Cenote Nohoch Nah Chich. Sistema Sac Aktun
By Steve Gerrard
Once internationally known as the world’s longest underwater cave system, Cenote Nohoch Nah Chich (the Giant Birdhouse) stands out as one of the most beautiful underwater cave areas in the Riviera Maya. First explored and surveyed during the summer of 1988, it annually grew in size from the efforts of the CEDAM exploration teams directed by Mike Madden. Each year from 1989 – 1996, Madden organized a group of cave divers to gather together for periods of two weeks to a month exploring and surveying the cave passages. As each year passed underwater cave maps were produced beginning with the basic line maps and the final two beautiful cartography maps were produced by the talented Eric Huchenson. The final illustration was in 1994 representing over 126,000 feet/38,182 meters of underwater cave passages. The culmination of this map evolved from the first time use of underwater video footage assisting with the drawing. The cave grew to over 200,000 feet/60,606 meters in explored and surveyed passages before being connected into the immense Sac Aktun cave system during February, 2006. In addition, Cenote Nohoch Nah Chich was the focal point of an Italian film cave diving documentary during 1994 and the television series called Explorers narrated and participated by Ken Curtis in 1995. From an underwater cave photographer’s viewpoint, this cenote cave region offers some of the most stunning features to capture as images. Probably considered as some the best underwater cave photography ever taken, the partnership of Mike Madden and Ron Winiker using the technique of painting with a strobe flash with a Nikonos V camera with a wide-angle lenses anchored on a tripod was an outstanding success of underwater cave photography.

(Records of labeled points)
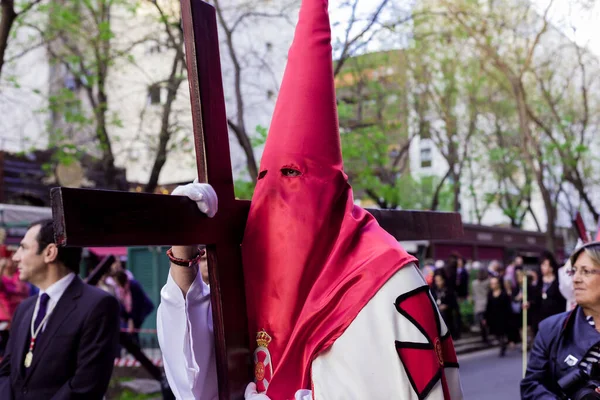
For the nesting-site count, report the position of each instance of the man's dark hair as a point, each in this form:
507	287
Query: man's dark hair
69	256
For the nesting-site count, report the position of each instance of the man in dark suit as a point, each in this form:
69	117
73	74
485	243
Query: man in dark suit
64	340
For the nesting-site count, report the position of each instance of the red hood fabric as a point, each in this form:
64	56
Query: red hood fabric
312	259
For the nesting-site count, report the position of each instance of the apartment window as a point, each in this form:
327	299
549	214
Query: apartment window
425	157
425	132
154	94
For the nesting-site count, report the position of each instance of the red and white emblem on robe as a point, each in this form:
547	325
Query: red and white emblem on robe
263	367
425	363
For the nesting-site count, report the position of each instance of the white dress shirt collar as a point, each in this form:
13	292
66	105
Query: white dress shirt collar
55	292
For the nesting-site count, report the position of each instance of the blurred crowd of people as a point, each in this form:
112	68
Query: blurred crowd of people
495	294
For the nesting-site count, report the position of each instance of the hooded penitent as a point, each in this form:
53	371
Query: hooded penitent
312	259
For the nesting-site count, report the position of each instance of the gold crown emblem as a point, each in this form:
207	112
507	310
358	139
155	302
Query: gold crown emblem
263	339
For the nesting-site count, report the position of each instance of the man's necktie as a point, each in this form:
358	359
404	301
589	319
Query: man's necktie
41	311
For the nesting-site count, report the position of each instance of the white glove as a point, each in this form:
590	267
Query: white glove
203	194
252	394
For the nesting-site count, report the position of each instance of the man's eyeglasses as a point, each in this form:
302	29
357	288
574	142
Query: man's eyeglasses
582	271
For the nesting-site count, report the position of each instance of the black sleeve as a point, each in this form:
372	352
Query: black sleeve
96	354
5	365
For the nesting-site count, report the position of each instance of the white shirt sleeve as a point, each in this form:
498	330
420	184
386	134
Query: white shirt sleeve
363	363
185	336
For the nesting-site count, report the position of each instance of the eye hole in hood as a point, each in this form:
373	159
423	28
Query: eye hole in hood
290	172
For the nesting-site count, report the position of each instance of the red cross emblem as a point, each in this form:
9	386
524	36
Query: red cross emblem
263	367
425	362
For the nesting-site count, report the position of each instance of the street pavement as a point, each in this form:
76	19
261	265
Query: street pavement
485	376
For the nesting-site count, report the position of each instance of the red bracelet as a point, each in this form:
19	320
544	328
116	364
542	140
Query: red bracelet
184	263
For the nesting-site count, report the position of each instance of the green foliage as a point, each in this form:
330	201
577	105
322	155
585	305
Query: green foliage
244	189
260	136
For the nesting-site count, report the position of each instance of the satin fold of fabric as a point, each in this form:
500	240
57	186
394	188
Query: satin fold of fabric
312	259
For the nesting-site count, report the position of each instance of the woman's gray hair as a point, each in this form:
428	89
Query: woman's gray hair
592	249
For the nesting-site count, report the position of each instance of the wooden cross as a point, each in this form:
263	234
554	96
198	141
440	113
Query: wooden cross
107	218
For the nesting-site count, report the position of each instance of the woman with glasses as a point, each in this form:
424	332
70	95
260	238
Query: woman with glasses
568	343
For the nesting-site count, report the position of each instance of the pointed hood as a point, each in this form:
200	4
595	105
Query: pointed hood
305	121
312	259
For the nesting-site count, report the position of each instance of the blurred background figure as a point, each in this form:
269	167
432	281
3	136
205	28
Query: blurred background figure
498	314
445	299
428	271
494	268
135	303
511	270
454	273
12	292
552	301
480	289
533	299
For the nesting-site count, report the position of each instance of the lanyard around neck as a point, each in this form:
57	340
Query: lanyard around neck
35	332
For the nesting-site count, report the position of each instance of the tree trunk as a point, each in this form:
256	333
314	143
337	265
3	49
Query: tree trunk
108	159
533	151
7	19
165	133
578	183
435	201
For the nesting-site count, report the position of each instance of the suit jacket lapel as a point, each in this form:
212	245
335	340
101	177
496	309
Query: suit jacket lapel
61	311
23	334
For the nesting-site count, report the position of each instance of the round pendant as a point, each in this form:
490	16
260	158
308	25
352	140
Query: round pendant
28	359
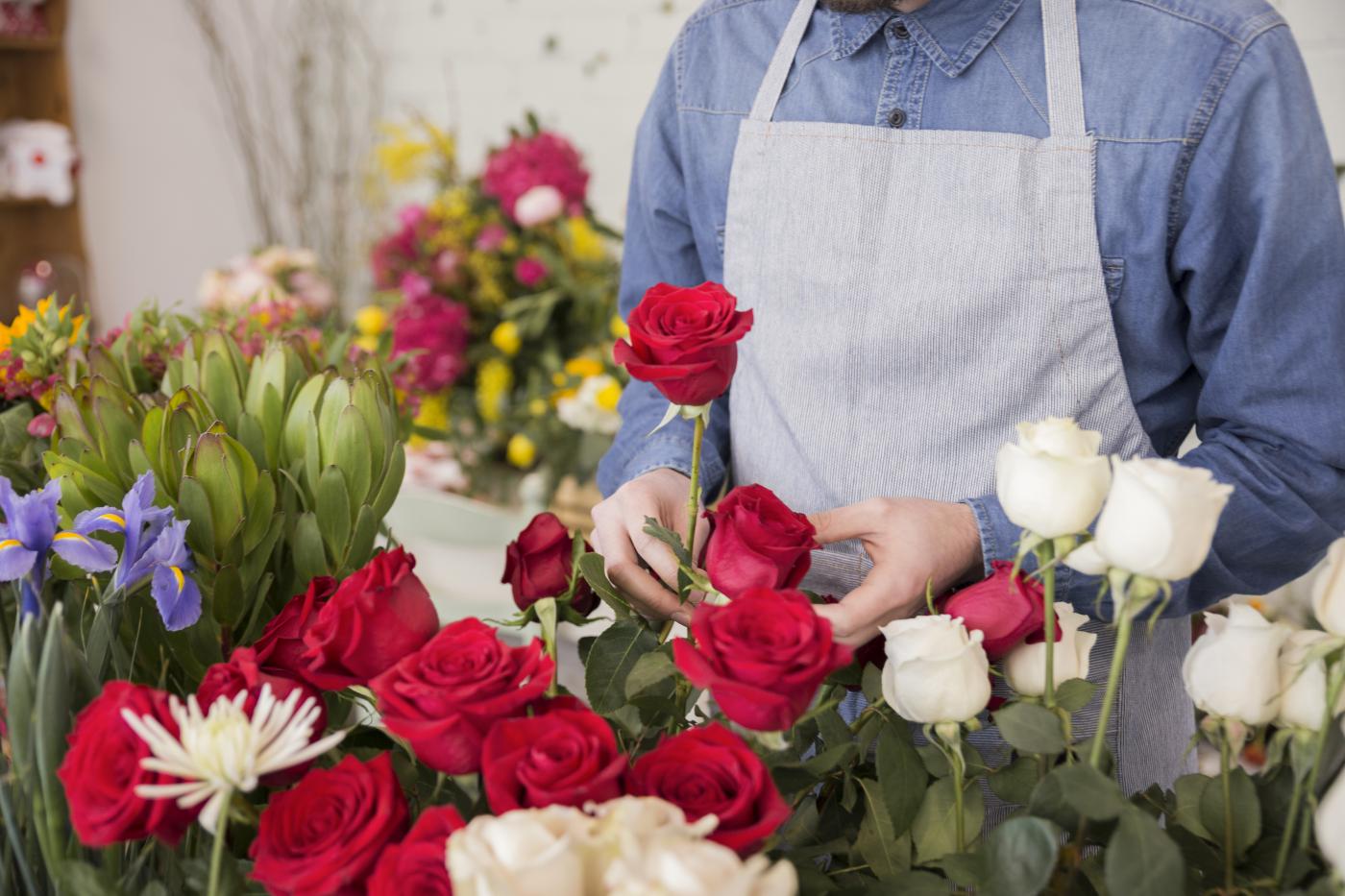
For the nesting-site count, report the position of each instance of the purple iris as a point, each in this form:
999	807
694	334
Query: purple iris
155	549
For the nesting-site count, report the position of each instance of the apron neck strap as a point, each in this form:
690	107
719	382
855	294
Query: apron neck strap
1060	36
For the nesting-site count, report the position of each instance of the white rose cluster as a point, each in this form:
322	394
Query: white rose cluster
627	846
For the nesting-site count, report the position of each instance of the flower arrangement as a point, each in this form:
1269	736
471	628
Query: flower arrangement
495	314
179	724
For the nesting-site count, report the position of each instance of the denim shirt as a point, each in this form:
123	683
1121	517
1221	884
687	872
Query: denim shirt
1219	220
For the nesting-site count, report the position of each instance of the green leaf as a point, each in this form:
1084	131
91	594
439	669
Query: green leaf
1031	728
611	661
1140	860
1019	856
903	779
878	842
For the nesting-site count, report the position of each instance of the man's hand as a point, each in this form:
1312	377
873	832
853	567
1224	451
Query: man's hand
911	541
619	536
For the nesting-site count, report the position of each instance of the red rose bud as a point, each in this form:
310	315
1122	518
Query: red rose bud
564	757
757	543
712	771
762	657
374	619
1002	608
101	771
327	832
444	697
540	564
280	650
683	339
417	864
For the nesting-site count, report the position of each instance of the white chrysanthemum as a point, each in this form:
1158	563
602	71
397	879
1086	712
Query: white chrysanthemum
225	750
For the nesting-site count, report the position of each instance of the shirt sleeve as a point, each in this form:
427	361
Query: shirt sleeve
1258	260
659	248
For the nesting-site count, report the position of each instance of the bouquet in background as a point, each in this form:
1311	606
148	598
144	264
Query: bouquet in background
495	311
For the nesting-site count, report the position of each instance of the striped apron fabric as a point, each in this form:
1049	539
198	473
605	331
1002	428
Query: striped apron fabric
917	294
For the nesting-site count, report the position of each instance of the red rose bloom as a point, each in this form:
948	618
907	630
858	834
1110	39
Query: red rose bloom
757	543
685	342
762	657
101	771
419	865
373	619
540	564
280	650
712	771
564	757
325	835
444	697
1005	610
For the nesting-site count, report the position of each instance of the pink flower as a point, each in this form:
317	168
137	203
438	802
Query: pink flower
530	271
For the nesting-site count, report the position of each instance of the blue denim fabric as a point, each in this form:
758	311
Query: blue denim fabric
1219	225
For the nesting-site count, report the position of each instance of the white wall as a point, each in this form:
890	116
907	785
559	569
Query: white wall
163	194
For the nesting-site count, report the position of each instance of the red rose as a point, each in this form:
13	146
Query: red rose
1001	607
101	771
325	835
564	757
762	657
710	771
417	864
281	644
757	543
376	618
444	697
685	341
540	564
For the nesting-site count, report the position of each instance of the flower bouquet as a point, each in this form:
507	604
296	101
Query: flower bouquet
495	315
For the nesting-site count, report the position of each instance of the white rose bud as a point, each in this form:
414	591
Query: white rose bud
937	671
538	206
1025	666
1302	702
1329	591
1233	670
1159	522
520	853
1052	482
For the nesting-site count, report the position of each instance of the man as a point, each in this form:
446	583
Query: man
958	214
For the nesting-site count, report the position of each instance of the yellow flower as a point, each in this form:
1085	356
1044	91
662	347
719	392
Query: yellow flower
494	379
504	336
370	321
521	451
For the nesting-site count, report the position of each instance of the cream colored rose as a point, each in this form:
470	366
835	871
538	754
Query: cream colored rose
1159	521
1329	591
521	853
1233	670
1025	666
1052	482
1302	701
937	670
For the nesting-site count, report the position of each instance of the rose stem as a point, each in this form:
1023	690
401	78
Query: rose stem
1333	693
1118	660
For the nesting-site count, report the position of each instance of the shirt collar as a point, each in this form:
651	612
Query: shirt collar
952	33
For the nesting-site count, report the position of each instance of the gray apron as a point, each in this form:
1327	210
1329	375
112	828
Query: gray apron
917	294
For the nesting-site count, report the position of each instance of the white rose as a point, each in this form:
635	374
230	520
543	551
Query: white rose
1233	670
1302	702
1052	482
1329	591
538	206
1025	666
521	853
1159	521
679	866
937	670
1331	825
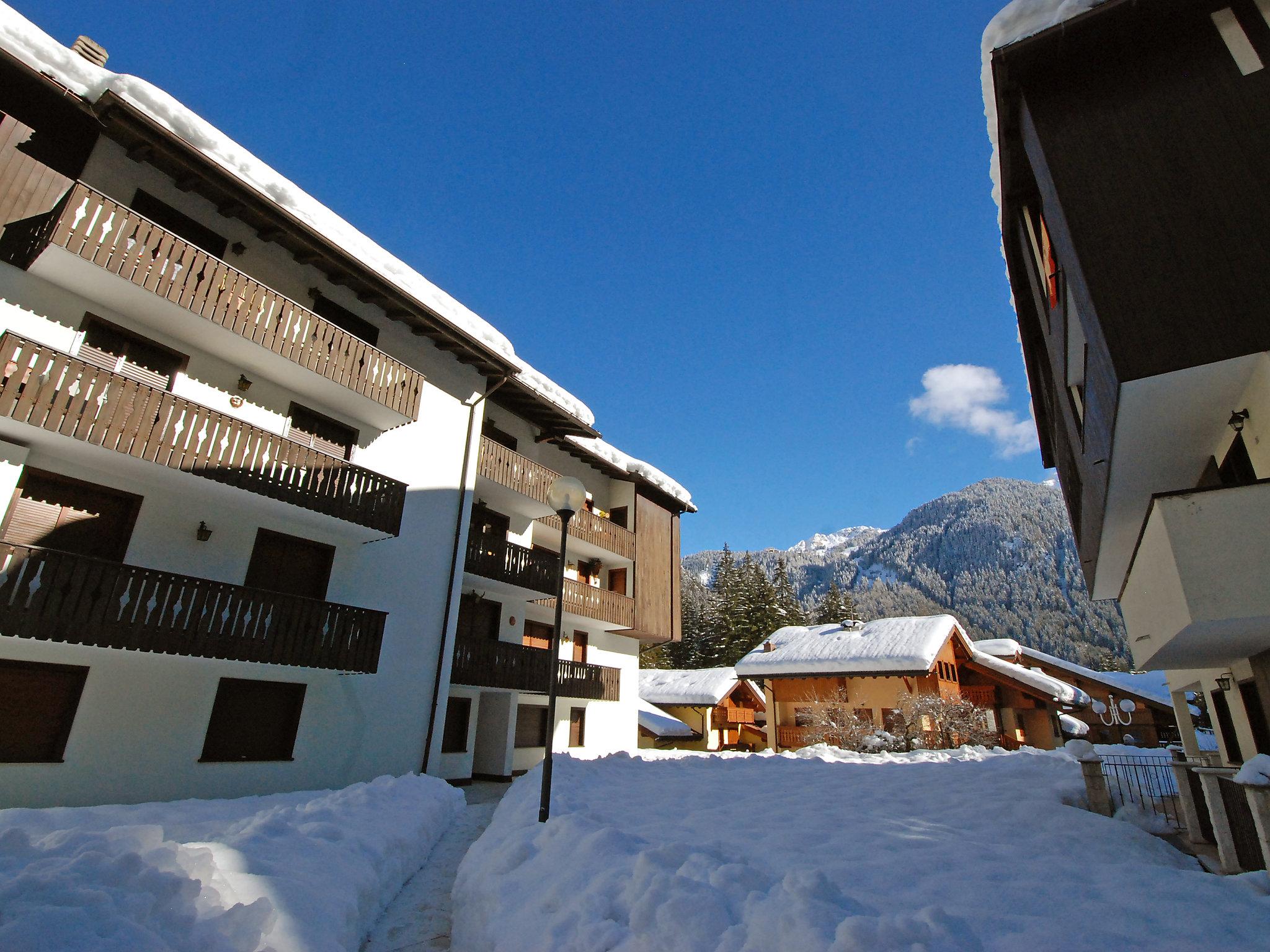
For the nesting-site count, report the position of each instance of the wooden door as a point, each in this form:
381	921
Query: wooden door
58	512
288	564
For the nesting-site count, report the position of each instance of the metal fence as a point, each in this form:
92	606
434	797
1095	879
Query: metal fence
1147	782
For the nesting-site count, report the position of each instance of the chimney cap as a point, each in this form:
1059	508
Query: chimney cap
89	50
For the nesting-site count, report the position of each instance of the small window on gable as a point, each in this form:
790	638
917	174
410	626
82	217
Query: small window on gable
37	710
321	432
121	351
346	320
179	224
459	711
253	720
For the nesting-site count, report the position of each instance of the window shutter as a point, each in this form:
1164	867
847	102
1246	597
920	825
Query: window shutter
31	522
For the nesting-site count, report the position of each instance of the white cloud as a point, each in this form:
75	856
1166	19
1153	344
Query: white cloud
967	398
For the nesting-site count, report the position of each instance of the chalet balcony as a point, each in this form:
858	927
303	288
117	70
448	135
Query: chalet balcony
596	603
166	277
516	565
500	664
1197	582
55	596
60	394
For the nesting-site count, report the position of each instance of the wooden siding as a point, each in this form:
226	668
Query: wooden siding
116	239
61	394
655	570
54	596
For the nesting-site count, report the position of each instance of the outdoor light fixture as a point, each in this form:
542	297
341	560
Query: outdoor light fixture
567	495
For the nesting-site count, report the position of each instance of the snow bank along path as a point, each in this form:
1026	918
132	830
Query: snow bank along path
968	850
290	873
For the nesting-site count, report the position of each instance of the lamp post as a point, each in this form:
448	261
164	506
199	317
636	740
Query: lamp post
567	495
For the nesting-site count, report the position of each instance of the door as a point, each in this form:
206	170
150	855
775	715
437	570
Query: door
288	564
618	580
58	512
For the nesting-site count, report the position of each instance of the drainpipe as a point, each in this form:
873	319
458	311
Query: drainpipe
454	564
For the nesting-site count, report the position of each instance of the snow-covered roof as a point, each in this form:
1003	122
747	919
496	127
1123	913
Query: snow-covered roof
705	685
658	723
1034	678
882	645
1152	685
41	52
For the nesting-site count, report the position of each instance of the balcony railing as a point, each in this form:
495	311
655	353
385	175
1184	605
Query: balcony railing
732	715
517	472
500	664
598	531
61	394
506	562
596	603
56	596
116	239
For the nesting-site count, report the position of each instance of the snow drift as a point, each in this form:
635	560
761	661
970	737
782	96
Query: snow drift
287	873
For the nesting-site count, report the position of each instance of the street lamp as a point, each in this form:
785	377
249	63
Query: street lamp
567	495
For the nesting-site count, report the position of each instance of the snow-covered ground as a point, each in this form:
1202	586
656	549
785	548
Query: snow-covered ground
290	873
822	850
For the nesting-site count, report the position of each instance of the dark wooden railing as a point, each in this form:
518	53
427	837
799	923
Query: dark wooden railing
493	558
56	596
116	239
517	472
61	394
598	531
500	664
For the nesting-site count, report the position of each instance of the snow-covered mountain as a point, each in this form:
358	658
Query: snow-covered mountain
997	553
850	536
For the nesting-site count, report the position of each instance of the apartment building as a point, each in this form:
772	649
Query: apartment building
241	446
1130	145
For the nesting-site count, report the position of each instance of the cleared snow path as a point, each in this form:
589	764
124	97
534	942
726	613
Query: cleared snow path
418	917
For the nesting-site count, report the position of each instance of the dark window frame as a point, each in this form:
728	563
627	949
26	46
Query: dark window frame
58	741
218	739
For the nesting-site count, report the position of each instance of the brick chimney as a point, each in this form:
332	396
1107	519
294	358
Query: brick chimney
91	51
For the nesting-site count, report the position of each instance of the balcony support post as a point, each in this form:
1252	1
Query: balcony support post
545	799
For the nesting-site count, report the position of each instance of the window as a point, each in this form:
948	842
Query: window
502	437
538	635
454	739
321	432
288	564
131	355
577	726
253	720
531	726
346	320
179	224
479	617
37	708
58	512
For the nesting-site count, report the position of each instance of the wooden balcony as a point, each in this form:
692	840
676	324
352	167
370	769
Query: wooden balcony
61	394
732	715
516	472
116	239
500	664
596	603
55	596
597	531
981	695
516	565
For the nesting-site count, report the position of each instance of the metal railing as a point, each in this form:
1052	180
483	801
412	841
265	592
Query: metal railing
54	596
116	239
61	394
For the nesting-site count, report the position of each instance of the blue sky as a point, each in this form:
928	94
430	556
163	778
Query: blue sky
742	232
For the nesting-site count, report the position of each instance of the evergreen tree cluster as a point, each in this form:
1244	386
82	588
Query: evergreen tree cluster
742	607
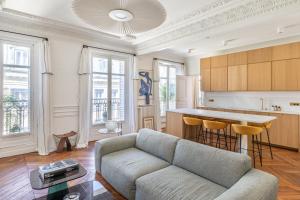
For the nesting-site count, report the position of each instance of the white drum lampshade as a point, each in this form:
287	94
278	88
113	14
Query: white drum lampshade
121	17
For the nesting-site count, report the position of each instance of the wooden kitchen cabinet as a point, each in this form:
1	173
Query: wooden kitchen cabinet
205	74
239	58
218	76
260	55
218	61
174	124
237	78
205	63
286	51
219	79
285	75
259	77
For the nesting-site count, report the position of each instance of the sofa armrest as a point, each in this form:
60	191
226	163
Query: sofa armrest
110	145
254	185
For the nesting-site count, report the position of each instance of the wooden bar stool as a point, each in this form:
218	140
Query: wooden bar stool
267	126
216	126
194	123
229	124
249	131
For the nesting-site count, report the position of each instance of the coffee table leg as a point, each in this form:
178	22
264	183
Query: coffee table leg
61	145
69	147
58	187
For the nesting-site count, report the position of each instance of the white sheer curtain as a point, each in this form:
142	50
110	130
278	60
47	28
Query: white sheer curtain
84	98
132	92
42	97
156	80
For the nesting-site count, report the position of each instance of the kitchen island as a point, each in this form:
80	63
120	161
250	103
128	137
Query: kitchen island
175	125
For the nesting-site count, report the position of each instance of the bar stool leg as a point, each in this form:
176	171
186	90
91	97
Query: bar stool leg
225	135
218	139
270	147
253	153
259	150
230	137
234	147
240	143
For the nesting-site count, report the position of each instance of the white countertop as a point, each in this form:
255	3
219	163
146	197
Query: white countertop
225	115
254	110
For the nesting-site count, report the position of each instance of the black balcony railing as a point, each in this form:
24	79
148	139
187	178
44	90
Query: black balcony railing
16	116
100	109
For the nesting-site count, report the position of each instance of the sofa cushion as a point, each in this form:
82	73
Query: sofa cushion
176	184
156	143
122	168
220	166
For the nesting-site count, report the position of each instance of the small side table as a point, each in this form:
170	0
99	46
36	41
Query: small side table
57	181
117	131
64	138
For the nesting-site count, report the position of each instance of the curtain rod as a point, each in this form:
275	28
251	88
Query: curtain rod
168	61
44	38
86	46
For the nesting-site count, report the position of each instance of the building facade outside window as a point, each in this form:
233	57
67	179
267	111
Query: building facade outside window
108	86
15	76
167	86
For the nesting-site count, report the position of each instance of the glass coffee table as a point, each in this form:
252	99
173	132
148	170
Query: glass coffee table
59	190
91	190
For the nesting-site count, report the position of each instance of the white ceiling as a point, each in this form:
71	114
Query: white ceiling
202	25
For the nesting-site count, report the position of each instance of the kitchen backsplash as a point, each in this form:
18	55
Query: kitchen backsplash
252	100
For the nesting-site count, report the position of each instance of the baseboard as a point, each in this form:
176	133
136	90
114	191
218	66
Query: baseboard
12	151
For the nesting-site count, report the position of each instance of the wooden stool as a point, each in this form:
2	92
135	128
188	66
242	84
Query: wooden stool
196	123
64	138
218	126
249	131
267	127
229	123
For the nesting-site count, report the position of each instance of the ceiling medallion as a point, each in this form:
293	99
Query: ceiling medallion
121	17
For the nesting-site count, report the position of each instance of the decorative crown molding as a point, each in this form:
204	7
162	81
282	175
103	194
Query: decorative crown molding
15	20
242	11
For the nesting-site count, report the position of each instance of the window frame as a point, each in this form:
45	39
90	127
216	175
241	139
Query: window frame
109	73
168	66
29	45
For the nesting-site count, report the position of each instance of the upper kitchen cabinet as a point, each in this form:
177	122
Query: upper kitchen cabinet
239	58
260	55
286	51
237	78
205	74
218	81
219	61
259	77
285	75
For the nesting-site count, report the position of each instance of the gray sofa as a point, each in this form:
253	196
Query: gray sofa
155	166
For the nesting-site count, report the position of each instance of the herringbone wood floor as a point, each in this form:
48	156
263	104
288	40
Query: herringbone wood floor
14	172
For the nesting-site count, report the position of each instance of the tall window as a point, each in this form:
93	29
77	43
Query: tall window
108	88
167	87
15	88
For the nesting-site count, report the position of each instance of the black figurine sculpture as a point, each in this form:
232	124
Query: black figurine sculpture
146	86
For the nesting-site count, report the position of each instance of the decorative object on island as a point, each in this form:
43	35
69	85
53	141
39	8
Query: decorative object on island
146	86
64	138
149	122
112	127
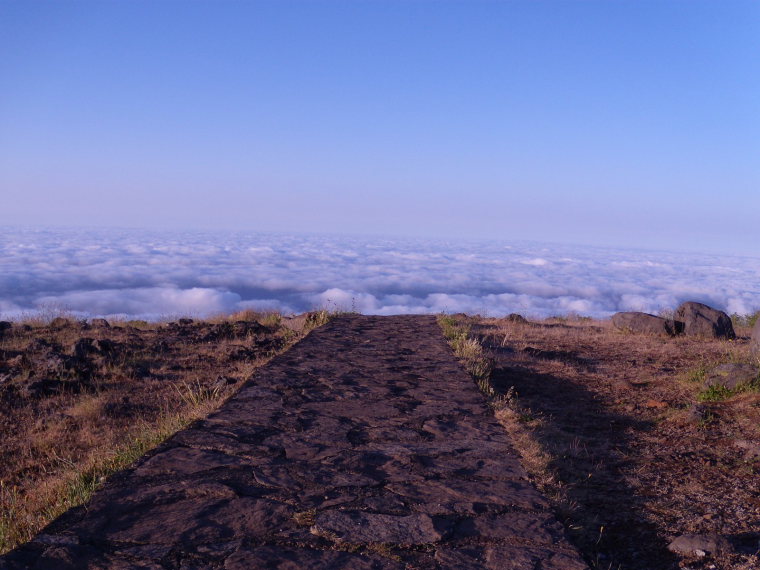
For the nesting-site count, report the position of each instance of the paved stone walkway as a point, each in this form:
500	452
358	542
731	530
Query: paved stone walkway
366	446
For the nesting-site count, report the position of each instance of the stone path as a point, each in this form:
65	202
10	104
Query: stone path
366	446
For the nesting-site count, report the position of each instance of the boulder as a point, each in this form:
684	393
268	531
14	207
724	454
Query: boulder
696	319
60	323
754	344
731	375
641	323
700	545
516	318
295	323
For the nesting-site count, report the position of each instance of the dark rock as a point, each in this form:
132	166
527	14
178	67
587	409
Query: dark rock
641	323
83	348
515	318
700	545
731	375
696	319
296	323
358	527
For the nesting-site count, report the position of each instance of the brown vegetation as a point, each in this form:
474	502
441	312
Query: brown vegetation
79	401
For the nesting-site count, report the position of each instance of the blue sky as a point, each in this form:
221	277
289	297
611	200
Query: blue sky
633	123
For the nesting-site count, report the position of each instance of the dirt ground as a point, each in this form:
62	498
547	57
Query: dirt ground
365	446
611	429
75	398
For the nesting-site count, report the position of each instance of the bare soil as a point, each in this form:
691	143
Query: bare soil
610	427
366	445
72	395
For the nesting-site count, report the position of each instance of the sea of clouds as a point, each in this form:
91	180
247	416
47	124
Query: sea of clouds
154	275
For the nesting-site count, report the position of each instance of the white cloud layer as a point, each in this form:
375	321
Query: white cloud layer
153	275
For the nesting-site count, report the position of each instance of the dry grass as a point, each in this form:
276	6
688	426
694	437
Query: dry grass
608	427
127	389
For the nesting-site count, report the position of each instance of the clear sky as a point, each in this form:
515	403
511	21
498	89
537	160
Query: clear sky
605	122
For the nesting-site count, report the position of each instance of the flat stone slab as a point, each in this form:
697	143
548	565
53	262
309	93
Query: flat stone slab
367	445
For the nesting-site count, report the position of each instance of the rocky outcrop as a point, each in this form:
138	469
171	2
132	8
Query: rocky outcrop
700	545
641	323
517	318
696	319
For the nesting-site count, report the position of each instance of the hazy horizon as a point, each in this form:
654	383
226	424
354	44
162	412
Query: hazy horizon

:: Tasks to carry out ::
[A] Copy the records word for word, beginning at the line that contains "the clear sky" and stopping after the final line of the records.
[B] Extend the text on Cenote Nohoch Nah Chich past its final sentence.
The records are unrelated to the text on Cenote Nohoch Nah Chich.

:: Outputs for the tasks ::
[A]
For the nesting-site count, report the position of each instance of the clear sky as a point, each in this form:
515	403
511	21
498	89
537	160
Query: clear sky
605	122
For the nesting-site count, report the position of each instance of the flat stone slab as a point, each in this form:
697	143
548	565
53	262
309	93
Query: flat stone slab
367	445
For the nesting-site count, report the position of each instance of the rocky outcrop as a point, each in this form:
138	469
171	2
132	8
Query: rocky outcrop
700	545
641	323
517	318
696	319
For the nesting-site count, report the position of each instance of the hazy horizon as a point, each in this form:
654	383
226	424
354	44
162	412
Query: hazy horizon

[B]
Cenote Nohoch Nah Chich is located on Rancho San Felipe two kilometers west from Highway 307. If driving south from the Akumal area you pass the entrance for Xel Ha Laguna Park on the east side and the entrance roadway to Cenote Dos Ojos on the west side. Continue driving further south on Highway 307 for two kilometers. From Tulum, drive six kilometers north on Highway 307. You are looking for the banner and the InformationCenter for the Labna Ha Eco Park/Cenote Caracol. Turn into the parking lot and drive to the rear to the one lane dirt road. It will merge into the sascab road heading west into the jungle. Drive for 1.5 kilometers and look for the blue gate on the right side with the sign Rancho San Felipe. Follow the road for 200 meters and enter into a parking area. For cave divers, it is asked to park as far back left of the main palapas.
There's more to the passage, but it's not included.